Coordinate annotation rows
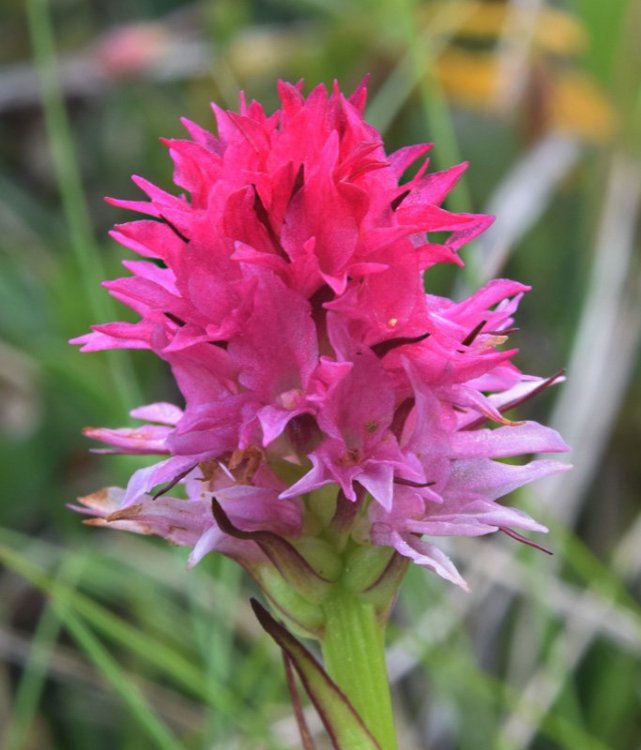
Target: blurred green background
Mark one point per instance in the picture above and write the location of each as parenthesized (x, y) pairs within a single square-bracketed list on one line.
[(105, 640)]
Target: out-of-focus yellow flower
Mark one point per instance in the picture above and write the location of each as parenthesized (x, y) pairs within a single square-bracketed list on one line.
[(553, 92)]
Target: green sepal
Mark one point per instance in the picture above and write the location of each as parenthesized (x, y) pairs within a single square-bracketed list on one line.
[(303, 616)]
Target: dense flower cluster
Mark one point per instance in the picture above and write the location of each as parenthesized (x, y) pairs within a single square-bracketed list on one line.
[(286, 293)]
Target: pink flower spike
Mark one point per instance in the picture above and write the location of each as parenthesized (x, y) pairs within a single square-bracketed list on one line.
[(282, 282)]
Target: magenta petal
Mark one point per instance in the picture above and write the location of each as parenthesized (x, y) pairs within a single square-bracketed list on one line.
[(421, 552)]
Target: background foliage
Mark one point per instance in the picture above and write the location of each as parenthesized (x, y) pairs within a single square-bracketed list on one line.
[(105, 640)]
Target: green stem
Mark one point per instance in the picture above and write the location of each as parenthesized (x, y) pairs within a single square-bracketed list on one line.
[(354, 652)]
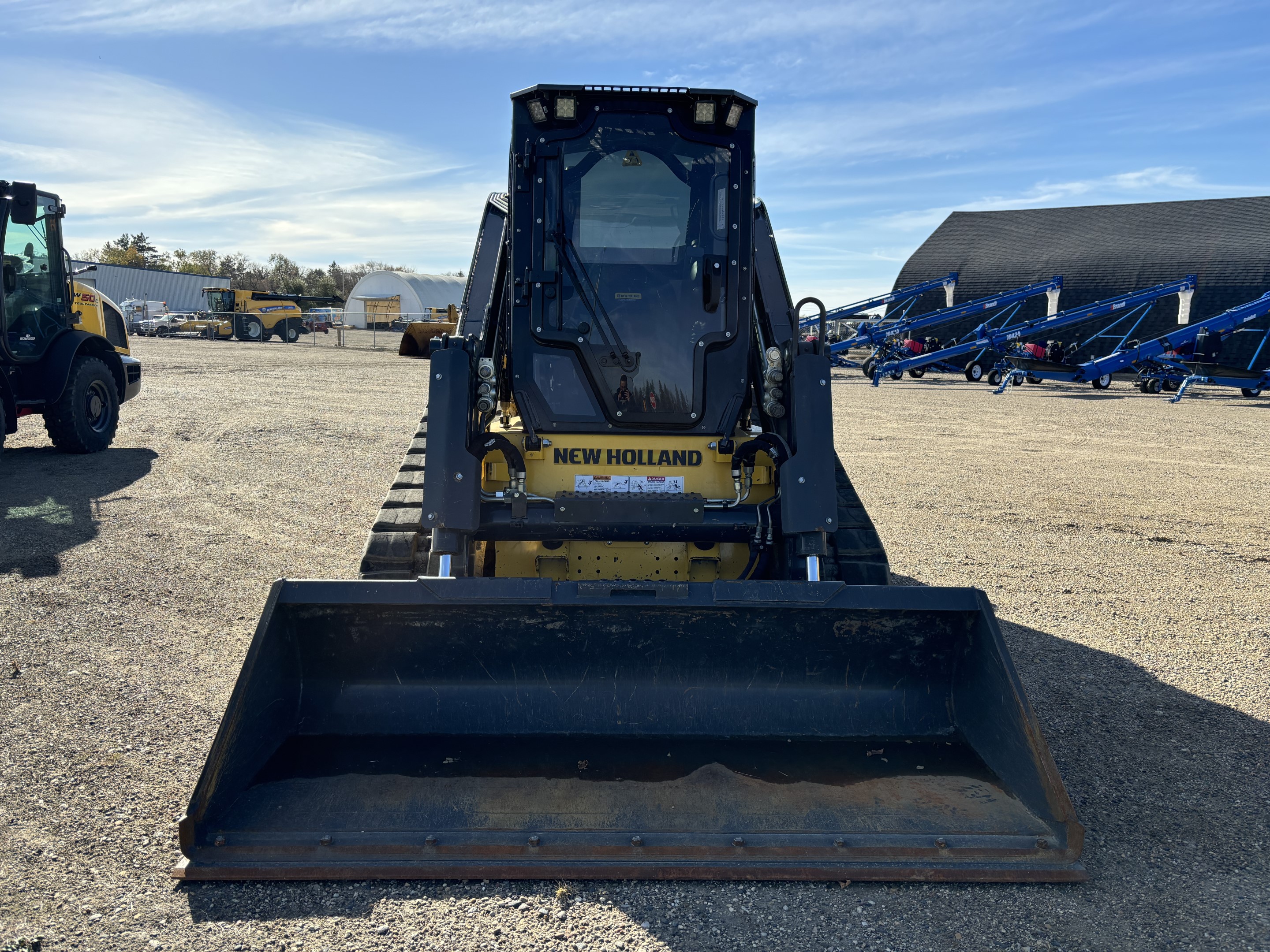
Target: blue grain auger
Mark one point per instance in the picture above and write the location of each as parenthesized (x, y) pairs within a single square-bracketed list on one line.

REQUIRED WORK —
Could you switch every "Target" in the rows above to "Object" while keeping everything else the same? Leave the picture lines out of your answer.

ANSWER TO THE PROBLEM —
Object: blurred green background
Mark one point per instance in the picture above and write the location of each as parenthesized (x, y) pairs within a single square-bracketed list on one line.
[(105, 640)]
Object: out-of-focus yellow flower
Mark one point per instance in the picture above and write the location of each as parenthesized (x, y) pairs within a single square-bracketed list on one line.
[(553, 92)]
Object: green sepal
Mark one point per instance in the picture above and write the location of each as parenthesized (x, y) pairs within a single square-bracketed list on one line.
[(303, 616)]
Object: dense flower cluster
Mark one point per instance in the picture above and write the location of each as parenthesized (x, y) pairs within a single square-bracketed list on one line.
[(286, 293)]
Object: pink flower spike
Mark one point per instance in the picture above and write the location of each as parenthesized (x, y) pairs within a single square-bracketed list on one line.
[(282, 282)]
Object: magenta petal
Mark one point per instance in the picture above and write the location of each as parenthesized (x, y) pairs within a single square-bracketed list on one line.
[(421, 552)]
Object: background foliage
Mark one point per instance in the picture above and write the location of each as parenthesized (x, y) pairs within a single square-bracketed list on one line.
[(105, 640)]
Object: green stem
Mark one point per instance in the picture above and write the location of each as parenthesized (x, y) pairs within a single square-bracketed list on one line.
[(354, 652)]
Object: blue grain auger
Mark one point per instance in the picture above and write the location of each as parenthesized (x, y) pairs within a single square-bracketed list on one line.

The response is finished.